▸ LISTING:
────

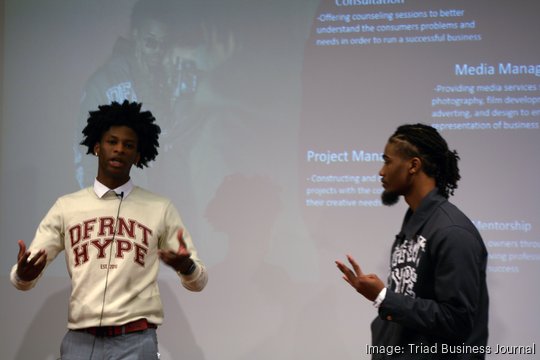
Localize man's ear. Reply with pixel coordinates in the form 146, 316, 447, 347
409, 156, 422, 174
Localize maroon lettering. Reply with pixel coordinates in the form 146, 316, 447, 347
116, 239, 132, 259
91, 239, 112, 259
68, 224, 81, 247
73, 243, 88, 266
118, 218, 135, 239
98, 216, 114, 236
83, 219, 96, 240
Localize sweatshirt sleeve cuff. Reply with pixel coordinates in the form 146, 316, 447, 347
373, 288, 386, 309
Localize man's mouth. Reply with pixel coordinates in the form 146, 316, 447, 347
109, 158, 124, 167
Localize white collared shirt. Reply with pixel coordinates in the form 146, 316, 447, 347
94, 179, 134, 199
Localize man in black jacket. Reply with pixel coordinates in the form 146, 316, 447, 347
336, 124, 490, 359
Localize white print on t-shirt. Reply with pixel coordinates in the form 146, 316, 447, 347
390, 235, 426, 297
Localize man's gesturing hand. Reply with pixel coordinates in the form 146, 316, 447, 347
336, 255, 384, 301
17, 240, 47, 281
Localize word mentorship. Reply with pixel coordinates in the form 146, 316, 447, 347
366, 343, 536, 356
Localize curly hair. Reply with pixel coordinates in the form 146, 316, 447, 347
388, 124, 461, 198
81, 100, 161, 169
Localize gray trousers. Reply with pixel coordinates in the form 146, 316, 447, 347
60, 329, 159, 360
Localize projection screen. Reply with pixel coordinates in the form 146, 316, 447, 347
0, 0, 540, 360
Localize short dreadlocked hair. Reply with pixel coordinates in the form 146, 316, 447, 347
81, 100, 161, 169
388, 124, 461, 198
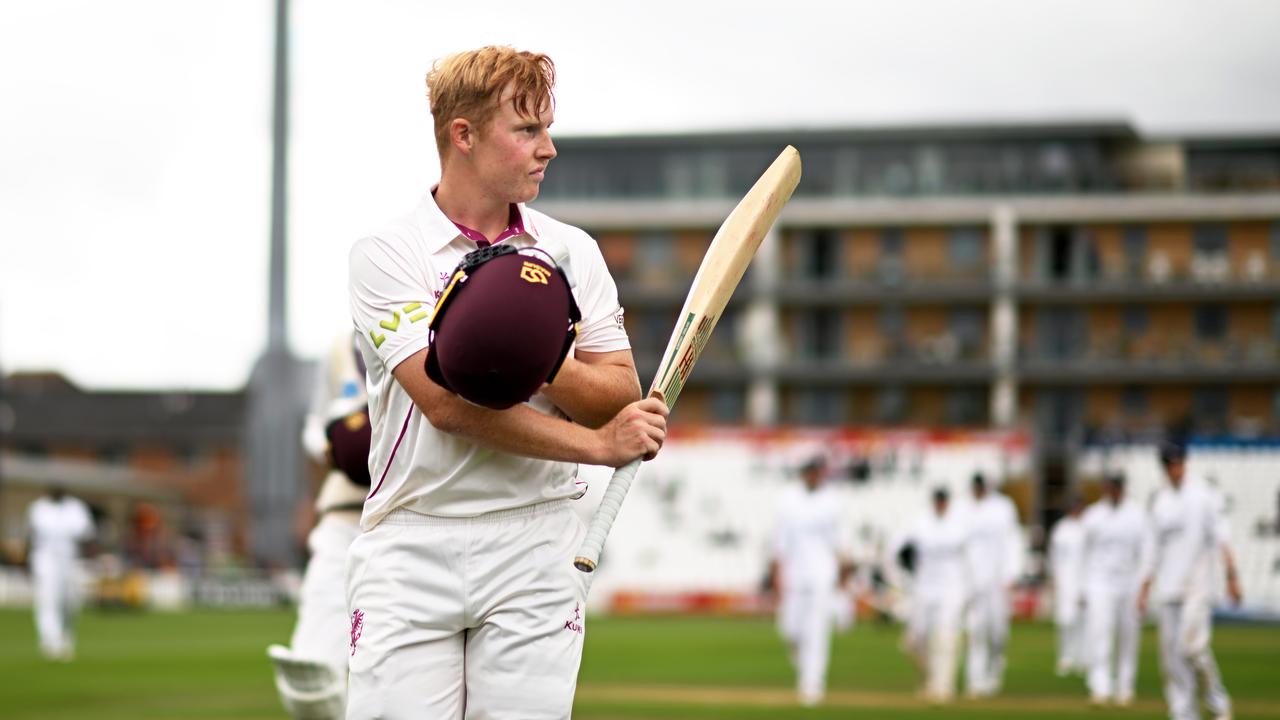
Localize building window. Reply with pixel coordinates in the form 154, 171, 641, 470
1037, 307, 1088, 360
876, 386, 906, 423
792, 388, 845, 425
800, 307, 840, 360
1196, 305, 1228, 342
1120, 386, 1151, 418
1124, 225, 1147, 278
1192, 387, 1230, 433
1192, 223, 1231, 282
879, 305, 908, 360
947, 307, 987, 359
800, 228, 840, 279
879, 228, 906, 284
635, 231, 676, 287
1192, 223, 1226, 256
946, 387, 987, 425
947, 228, 983, 273
1123, 305, 1151, 336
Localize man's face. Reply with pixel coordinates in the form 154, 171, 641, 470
472, 87, 556, 202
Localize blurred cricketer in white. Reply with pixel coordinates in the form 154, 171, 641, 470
771, 457, 850, 706
895, 488, 973, 702
27, 487, 93, 661
268, 329, 369, 720
965, 473, 1023, 697
1138, 445, 1240, 720
1083, 473, 1151, 706
1048, 497, 1085, 676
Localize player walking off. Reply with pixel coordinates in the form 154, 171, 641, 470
1083, 473, 1151, 706
347, 47, 667, 720
769, 456, 851, 706
268, 329, 370, 720
965, 473, 1023, 697
895, 488, 973, 703
1048, 496, 1085, 678
27, 486, 93, 661
1138, 443, 1240, 720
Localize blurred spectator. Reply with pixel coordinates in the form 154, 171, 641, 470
268, 331, 370, 719
1048, 495, 1085, 678
769, 455, 851, 706
27, 486, 93, 661
965, 473, 1023, 697
1083, 473, 1151, 707
1138, 443, 1240, 720
893, 488, 970, 703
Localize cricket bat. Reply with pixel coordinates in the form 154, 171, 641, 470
573, 145, 800, 573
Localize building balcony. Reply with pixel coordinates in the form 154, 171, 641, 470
774, 273, 993, 299
1016, 338, 1280, 384
1014, 277, 1280, 305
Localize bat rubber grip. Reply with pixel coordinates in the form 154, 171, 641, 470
573, 459, 640, 573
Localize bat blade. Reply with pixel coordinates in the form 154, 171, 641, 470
649, 145, 800, 407
573, 145, 800, 573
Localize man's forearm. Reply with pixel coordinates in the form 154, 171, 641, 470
541, 352, 641, 428
424, 384, 600, 464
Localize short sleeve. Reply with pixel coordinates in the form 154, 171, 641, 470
349, 237, 436, 370
571, 233, 631, 352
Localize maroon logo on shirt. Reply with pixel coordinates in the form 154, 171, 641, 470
351, 610, 365, 655
564, 602, 585, 635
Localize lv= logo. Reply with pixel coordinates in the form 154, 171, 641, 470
369, 302, 428, 347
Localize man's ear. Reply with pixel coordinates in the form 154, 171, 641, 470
449, 118, 476, 155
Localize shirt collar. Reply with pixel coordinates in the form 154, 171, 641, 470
417, 183, 539, 252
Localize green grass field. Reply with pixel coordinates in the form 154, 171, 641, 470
0, 610, 1280, 720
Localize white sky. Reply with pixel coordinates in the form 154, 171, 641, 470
0, 0, 1280, 388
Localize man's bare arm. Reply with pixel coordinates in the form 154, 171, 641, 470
392, 348, 667, 468
541, 350, 641, 428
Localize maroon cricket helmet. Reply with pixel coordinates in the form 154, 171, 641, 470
324, 406, 372, 487
426, 245, 581, 410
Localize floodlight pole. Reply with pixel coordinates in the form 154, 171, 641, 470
243, 0, 305, 568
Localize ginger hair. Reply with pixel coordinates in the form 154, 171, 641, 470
426, 45, 556, 160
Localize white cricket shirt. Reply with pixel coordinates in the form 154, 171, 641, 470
906, 507, 972, 597
773, 484, 842, 589
1083, 498, 1147, 592
968, 491, 1023, 589
1048, 515, 1084, 602
349, 193, 631, 530
27, 496, 93, 560
1144, 475, 1229, 602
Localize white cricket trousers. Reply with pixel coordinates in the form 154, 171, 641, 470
31, 551, 81, 657
1085, 587, 1142, 700
778, 585, 836, 705
289, 512, 360, 679
1053, 584, 1088, 673
906, 594, 964, 702
347, 500, 590, 720
965, 583, 1009, 694
1157, 600, 1231, 720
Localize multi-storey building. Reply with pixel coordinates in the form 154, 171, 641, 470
538, 123, 1280, 509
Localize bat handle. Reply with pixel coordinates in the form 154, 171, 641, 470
573, 457, 640, 573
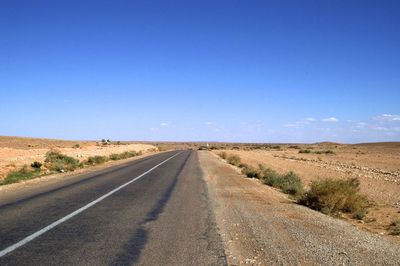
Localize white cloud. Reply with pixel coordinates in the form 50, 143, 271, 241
322, 117, 339, 123
374, 114, 400, 122
372, 126, 390, 131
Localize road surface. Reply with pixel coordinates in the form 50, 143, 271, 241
0, 151, 226, 265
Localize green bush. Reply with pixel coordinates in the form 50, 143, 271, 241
299, 178, 369, 214
262, 169, 304, 196
44, 150, 80, 172
353, 210, 366, 220
240, 164, 261, 178
218, 151, 228, 160
389, 219, 400, 236
0, 165, 39, 185
314, 150, 335, 154
110, 153, 122, 161
226, 155, 242, 166
31, 161, 43, 169
87, 155, 108, 165
261, 168, 280, 187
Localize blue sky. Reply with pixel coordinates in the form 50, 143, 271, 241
0, 0, 400, 143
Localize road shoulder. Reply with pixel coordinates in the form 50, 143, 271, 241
199, 152, 400, 265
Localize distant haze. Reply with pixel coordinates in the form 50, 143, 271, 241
0, 1, 400, 143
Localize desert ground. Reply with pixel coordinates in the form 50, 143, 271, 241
0, 136, 156, 179
214, 142, 400, 238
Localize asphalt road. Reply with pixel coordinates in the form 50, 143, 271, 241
0, 151, 226, 265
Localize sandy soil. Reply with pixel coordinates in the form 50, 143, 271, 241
0, 137, 156, 179
215, 143, 400, 240
199, 152, 400, 265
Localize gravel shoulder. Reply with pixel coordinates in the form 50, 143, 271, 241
199, 152, 400, 265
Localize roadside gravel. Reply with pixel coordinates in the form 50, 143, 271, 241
199, 152, 400, 265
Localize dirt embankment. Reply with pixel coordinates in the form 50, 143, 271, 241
211, 143, 400, 239
199, 152, 400, 265
0, 137, 156, 179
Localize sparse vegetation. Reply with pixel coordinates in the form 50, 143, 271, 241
262, 168, 304, 196
226, 155, 242, 166
299, 149, 335, 154
299, 178, 369, 215
0, 165, 39, 185
240, 164, 261, 178
86, 155, 108, 165
31, 161, 43, 169
44, 150, 81, 172
218, 151, 228, 160
353, 210, 366, 220
389, 219, 400, 236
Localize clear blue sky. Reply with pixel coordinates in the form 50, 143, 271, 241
0, 0, 400, 142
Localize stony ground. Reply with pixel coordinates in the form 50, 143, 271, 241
215, 143, 400, 240
0, 137, 156, 179
199, 152, 400, 265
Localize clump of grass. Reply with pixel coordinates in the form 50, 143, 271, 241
109, 151, 142, 161
298, 178, 369, 214
240, 164, 261, 178
86, 155, 108, 165
226, 155, 242, 166
314, 150, 335, 154
110, 153, 122, 161
389, 219, 400, 236
263, 168, 304, 196
44, 150, 81, 172
353, 210, 366, 220
0, 165, 39, 185
31, 161, 43, 169
218, 151, 228, 160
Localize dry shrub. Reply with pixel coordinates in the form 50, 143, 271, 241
389, 219, 400, 236
218, 151, 228, 160
226, 155, 242, 166
240, 164, 261, 178
44, 150, 80, 172
299, 178, 369, 214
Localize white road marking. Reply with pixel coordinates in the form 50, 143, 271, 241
0, 152, 182, 258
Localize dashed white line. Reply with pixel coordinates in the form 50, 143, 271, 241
0, 152, 181, 258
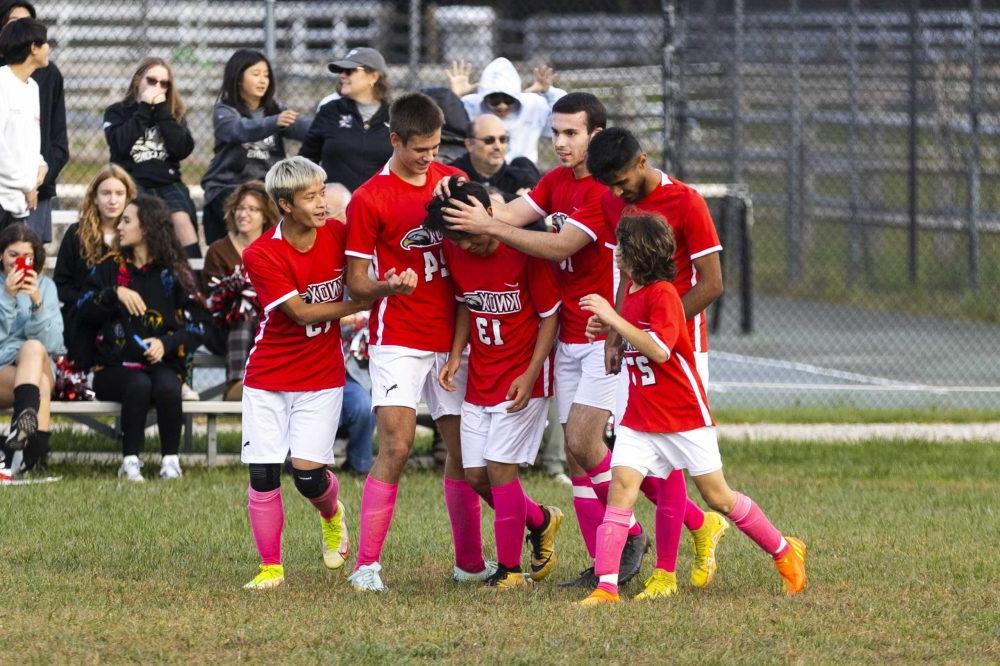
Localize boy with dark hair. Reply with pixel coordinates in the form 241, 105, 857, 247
240, 157, 368, 590
424, 182, 562, 590
0, 18, 49, 228
347, 93, 495, 592
0, 0, 69, 243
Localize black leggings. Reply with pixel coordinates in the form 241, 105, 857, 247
94, 363, 183, 456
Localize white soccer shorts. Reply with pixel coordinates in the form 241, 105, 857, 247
611, 426, 722, 479
368, 345, 469, 420
555, 340, 618, 423
462, 398, 549, 467
240, 386, 344, 465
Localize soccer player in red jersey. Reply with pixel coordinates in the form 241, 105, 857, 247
424, 182, 562, 589
580, 210, 806, 606
347, 93, 496, 591
240, 157, 369, 589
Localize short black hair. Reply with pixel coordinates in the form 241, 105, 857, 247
0, 18, 49, 65
389, 93, 444, 143
0, 0, 38, 26
424, 179, 493, 240
587, 127, 642, 185
552, 92, 608, 134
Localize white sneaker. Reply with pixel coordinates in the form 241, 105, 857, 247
451, 560, 497, 583
347, 562, 388, 592
160, 456, 184, 479
118, 456, 146, 483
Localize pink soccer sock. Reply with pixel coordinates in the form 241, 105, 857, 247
444, 477, 486, 573
570, 476, 604, 560
646, 474, 688, 571
309, 470, 340, 520
594, 506, 632, 594
493, 479, 526, 569
729, 493, 788, 558
354, 474, 399, 570
247, 486, 285, 564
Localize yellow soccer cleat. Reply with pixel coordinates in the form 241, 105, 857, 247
691, 511, 729, 587
774, 537, 806, 595
524, 506, 563, 583
576, 587, 622, 608
243, 564, 285, 590
635, 569, 677, 601
485, 564, 531, 590
319, 500, 351, 569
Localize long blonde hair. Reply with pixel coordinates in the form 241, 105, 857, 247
76, 164, 137, 267
123, 56, 187, 120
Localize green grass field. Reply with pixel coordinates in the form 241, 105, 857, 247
0, 442, 1000, 664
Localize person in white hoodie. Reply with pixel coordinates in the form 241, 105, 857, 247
0, 18, 49, 228
446, 58, 566, 164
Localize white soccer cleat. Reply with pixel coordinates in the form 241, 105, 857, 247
451, 560, 497, 583
118, 456, 146, 483
160, 456, 184, 479
347, 562, 388, 592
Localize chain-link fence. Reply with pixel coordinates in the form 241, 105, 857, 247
27, 0, 1000, 408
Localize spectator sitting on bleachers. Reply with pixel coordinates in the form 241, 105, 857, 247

────

Change every "man's" to "person's" in the listing from its start through the line containing "0, 0, 540, 360", and reproduce those lines otherwise unchanged without the pictures.

Localize person's ear. Reply with pixel coordinates in the form 146, 316, 447, 347
409, 156, 422, 174
Localize maroon lettering. Reply with pixel coordinates in the form 146, 316, 447, 347
116, 239, 132, 259
91, 239, 112, 259
68, 224, 81, 247
73, 243, 88, 266
118, 218, 135, 239
98, 216, 114, 236
83, 219, 96, 240
Localize sweatshirt sleeve cuff. Reply with pixel coordinates in the form 146, 316, 447, 347
373, 288, 386, 309
Localize person's mouth. Reply with pixel coordinates in the form 146, 316, 447, 347
109, 158, 124, 167
Localize white collared shirt. Reply with pixel coordinates in the form 146, 316, 447, 347
94, 179, 134, 199
Localize man in black jacket. Reply with pixel coordinates in the form 146, 316, 447, 347
336, 124, 490, 359
Localize white print on t-shirt. Reply with pixel coordinates in the form 146, 316, 447, 347
390, 235, 426, 297
Localize person's gesturing hand. Reply with pixel coordinates in the form 146, 316, 447, 347
336, 255, 384, 301
17, 240, 47, 281
Localize word mentorship. Reply with pixel coordinates in the form 146, 316, 447, 347
366, 343, 536, 356
Localize curly hair. Reply with pixel coordinates in the form 146, 316, 447, 347
388, 124, 461, 198
81, 100, 161, 169
Localize gray trousers. Reply with pixel coordinates in the form 146, 316, 447, 347
60, 329, 159, 360
Localize projection screen. Reply with pixel coordinates in the form 146, 316, 447, 347
0, 0, 540, 360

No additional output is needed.